begin Dataset records
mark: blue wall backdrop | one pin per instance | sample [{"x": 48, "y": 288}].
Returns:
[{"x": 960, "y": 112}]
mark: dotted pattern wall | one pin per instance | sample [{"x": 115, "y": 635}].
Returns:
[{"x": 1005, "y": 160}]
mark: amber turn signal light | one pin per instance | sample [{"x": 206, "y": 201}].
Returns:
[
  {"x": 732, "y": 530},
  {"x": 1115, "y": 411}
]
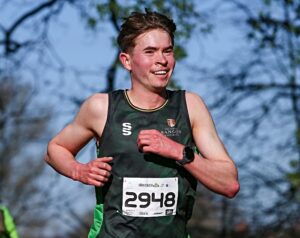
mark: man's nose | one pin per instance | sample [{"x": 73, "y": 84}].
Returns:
[{"x": 161, "y": 58}]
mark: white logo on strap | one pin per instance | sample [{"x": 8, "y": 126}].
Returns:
[{"x": 126, "y": 129}]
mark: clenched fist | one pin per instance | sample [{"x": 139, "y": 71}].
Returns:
[{"x": 95, "y": 172}]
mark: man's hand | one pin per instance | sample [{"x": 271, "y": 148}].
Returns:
[
  {"x": 96, "y": 172},
  {"x": 152, "y": 141}
]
end Dataset records
▶ Task prompt
Reproduce all of the items above verbatim, leaving out the pictures.

▶ Result of the task
mark: blue wall backdrop | one pin per instance | sample [{"x": 48, "y": 288}].
Returns:
[{"x": 960, "y": 112}]
mark: dotted pattern wall | one pin per instance | sample [{"x": 115, "y": 635}].
Returns:
[{"x": 1005, "y": 160}]
mark: amber turn signal light | one pin per instance | sample [{"x": 206, "y": 201}].
Returns:
[
  {"x": 732, "y": 530},
  {"x": 1115, "y": 411}
]
mark: man's nose | one pin per instance | sample [{"x": 73, "y": 84}].
Returns:
[{"x": 161, "y": 58}]
mark: white logo on strap | one pin per instance | sample [{"x": 8, "y": 126}].
Returns:
[{"x": 126, "y": 129}]
mark: clenched fist | one pin per instance | sample [{"x": 139, "y": 71}].
Returns:
[{"x": 95, "y": 172}]
mark: man's hand | one pin per instance | sample [{"x": 271, "y": 148}].
Returns:
[
  {"x": 96, "y": 172},
  {"x": 152, "y": 141}
]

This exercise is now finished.